Given instruction 1: Quote the records below verbatim, starting at the line containing "Where can the cityscape" and continuing through the last line of the records, with both of those lines included.

Selection:
-- Start --

Congress, NASA, White House

Cutting back the solar system

On Monday the Obama Administration will release its fiscal year 2013 budget proposal, and NASA has its traditional budget briefing scheduled for Monday afternoon, which this year will include a “tweetup” with a handful of the agency’s Twitter followers (you can sign up through 5 pm EST today). The details about the budget are embargoed until Monday, but some details are starting to leak out, and offer some bad news for planetary exploration in particular.

The Washington Post reports the agency’s planetary science program would get a 20-percent cut in the FY13 proposal: from $1.5 billion in 2012 to $1.2 billion in 2013, with additional reductions through 2017. While significant, that cut is not surprising: a combination of overall fiscal pressures on the agency coupled with a replan of the James Webb Space Telescope (JWST) meant that it was likely the agency’s planetary science program would be cut. To put the cut in perspective, just two years ago in the administration’s FY11 request NASA’s planetary science program was looking at gradually increasing budgets, to about $1.59 billion in FY13 and $1.65 billion in FY15.

Those cuts may target in particular NASA’s Mars exploration efforts, including plans to cooperate with the European Space Agency on a 2016 orbiter and 2018 lander/rover mission. Those plans, in limbo for months after the agency said it could not commit to launching ESA’s 2016 ExoMars orbiter as previously planned, may be canceled altogether now. The BBC reported earlier this week those plans are “near collapse” after NASA officials quietly informed their European counterparts about their situation.

The administration’s rumored plans are already facing criticism from the planetary science community and even a key member of Congress, the Post notes. Rep. John Culberson (R-TX), a senior member of the Commerce, Justice, and Science subcommittee of the House Appropriations Committee, as well as someone personally interested in planetary exploration, said the proposed cuts in NASA’s planetary programs “absolutely will not fly” in his committee. But where the money would come from to restore those cuts is unclear.

23 comments to Cutting back the solar system

  • amightywind

    including plans to cooperate with the European Space Agency on a 2016 orbiter and 2018 lander/rover mission.

    This is the first bit of good news I’ve heard in a while. A joint sample return with the Europeans is not a priority. It would be better and cheaper to bolster our rover and orbiter fleets.

-- End --

Given instruction 2: Print the passage of the post on NASA's planetary science budget above word for word, from "The administration’s rumored" to "cuts is unclear.".

Stored records:
-- Start --

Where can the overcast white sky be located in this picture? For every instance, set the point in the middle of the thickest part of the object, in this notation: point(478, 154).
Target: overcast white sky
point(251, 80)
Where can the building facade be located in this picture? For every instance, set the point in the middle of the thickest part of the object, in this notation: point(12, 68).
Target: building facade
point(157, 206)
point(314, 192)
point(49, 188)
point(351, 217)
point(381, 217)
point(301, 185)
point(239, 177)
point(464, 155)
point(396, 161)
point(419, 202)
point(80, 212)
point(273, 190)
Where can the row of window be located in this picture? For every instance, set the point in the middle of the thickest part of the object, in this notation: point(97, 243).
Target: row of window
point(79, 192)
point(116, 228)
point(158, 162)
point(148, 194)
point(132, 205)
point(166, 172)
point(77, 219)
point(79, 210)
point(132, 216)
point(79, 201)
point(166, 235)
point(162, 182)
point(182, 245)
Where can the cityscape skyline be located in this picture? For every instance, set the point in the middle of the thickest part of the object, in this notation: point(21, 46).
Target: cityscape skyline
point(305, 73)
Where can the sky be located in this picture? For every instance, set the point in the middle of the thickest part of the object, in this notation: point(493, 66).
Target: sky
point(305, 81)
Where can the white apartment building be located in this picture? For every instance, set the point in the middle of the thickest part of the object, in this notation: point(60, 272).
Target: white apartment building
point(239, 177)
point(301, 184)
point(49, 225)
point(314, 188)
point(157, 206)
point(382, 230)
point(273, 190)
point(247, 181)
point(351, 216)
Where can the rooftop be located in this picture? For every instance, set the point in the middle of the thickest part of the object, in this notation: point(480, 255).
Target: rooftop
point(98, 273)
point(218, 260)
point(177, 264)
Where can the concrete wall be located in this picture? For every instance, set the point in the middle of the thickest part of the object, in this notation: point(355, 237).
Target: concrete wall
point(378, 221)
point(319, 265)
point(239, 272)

-- End --

Exercise response 1:
Where can the cityscape skyline be located in this picture? For every instance, set the point in the middle of the thickest part of the object, in this notation: point(21, 46).
Target: cityscape skyline
point(305, 73)
Where can the sky be located in this picture? For every instance, set the point in the middle of the thickest part of the object, in this notation: point(493, 66).
Target: sky
point(305, 81)
Where can the white apartment building be located in this picture? For every instance, set the point in the middle of the thickest part of the object, in this notation: point(60, 272).
Target: white apartment building
point(239, 177)
point(301, 184)
point(49, 225)
point(314, 188)
point(157, 206)
point(382, 230)
point(273, 190)
point(247, 181)
point(351, 216)
Where can the rooftop be located in this picture? For every instance, set the point in the middle of the thickest part of the object, in this notation: point(480, 255).
Target: rooftop
point(98, 273)
point(218, 260)
point(177, 264)
Where can the concrete wall be located in this picture? For every instance, set the point in the middle of the thickest part of the object, in this notation: point(355, 237).
Target: concrete wall
point(378, 221)
point(319, 265)
point(239, 272)

Exercise response 2:
The administration’s rumored plans are already facing criticism from the planetary science community and even a key member of Congress, the Post notes. Rep. John Culberson (R-TX), a senior member of the Commerce, Justice, and Science subcommittee of the House Appropriations Committee, as well as someone personally interested in planetary exploration, said the proposed cuts in NASA’s planetary programs “absolutely will not fly” in his committee. But where the money would come from to restore those cuts is unclear.